To do ::
Arrange the records from the line containing "of the white" through the end, inclusive, as a JSON list of strings, with one string per line and blank lines left out.

Records in a dataset
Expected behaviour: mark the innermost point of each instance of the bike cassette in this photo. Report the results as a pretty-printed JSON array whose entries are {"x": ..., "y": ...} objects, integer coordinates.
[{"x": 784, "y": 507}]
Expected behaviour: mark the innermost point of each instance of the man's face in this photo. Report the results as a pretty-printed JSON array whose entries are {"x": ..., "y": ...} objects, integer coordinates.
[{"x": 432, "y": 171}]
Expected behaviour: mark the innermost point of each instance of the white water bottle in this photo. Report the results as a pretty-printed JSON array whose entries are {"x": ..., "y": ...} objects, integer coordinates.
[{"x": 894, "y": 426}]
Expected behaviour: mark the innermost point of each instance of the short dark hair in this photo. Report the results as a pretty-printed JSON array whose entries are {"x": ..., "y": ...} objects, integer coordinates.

Worked solution ::
[
  "Expected behaviour: mark the innermost point of each instance of the white water bottle in this photo. Report the results as a pretty-printed JSON array whose entries are {\"x\": ..., \"y\": ...} objects, integer coordinates.",
  "[{\"x\": 894, \"y\": 426}]",
  "Expected behaviour: mark the innermost point of each instance of the short dark hair in this photo. Report the results as a pretty-printed JSON array whose entries are {\"x\": ..., \"y\": ...} objects, integer coordinates."
]